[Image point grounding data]
##############################

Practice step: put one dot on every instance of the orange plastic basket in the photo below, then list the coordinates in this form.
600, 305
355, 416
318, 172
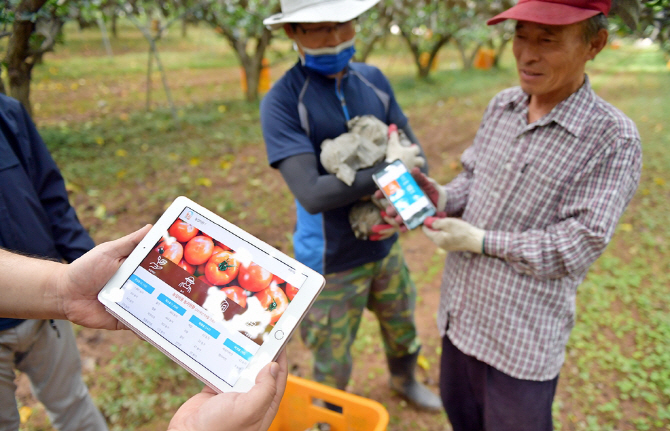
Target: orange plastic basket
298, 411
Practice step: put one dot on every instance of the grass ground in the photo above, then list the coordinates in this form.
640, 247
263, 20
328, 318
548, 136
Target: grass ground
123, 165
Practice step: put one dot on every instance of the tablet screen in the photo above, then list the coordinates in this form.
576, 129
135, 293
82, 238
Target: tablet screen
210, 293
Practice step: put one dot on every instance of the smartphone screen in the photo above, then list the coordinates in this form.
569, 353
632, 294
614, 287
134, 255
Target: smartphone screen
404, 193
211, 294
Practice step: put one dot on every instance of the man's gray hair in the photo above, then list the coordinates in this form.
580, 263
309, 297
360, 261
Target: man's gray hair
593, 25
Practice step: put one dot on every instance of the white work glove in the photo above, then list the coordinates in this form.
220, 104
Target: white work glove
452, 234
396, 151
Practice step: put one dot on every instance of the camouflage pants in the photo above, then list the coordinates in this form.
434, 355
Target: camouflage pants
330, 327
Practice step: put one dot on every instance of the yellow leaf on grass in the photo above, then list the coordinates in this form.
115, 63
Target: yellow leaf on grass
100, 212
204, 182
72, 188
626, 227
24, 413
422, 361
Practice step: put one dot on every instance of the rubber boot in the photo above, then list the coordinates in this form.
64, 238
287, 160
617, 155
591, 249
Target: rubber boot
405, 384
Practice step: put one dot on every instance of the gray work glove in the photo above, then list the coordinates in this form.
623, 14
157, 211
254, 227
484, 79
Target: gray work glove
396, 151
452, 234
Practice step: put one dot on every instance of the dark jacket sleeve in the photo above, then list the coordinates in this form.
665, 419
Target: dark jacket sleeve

##############################

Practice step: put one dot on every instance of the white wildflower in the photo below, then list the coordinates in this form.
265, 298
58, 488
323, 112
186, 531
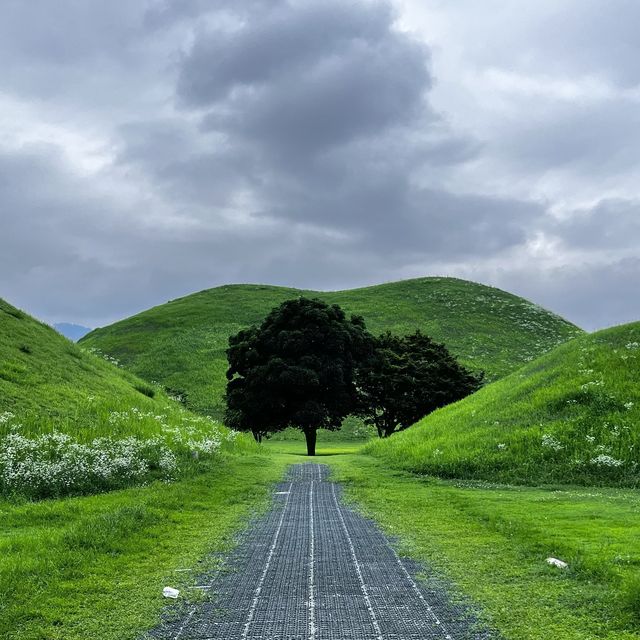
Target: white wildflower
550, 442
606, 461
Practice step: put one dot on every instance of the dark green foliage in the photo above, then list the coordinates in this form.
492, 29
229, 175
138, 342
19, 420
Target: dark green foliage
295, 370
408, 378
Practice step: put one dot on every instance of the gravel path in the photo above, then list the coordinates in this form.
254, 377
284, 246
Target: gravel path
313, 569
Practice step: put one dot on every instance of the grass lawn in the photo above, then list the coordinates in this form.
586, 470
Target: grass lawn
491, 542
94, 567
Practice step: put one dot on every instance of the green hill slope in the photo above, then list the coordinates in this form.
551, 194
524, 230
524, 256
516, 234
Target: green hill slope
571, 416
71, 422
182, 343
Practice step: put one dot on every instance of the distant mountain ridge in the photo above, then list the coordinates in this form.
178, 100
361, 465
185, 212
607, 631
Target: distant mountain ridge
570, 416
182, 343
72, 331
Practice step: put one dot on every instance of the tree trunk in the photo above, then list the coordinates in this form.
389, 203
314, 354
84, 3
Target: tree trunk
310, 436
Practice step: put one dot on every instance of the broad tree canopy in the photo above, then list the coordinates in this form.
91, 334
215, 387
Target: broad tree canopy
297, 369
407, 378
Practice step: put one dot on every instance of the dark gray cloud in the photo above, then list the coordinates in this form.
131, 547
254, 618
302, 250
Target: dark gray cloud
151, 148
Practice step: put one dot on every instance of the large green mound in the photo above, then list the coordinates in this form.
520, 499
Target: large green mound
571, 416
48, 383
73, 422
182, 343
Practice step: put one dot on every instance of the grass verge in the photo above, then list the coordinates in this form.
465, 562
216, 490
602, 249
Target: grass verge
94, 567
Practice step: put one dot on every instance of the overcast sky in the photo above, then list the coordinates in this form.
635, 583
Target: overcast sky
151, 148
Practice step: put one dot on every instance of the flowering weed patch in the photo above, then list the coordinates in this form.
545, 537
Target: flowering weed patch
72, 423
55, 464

##############################

Your answer should consist of copies of the lines above that include the string "jacket".

_RESPONSE AREA_.
Practice step: put one dot on every instance of the dark jacket sleeve in the photo above, then list the coordinates in this form.
Target: dark jacket sleeve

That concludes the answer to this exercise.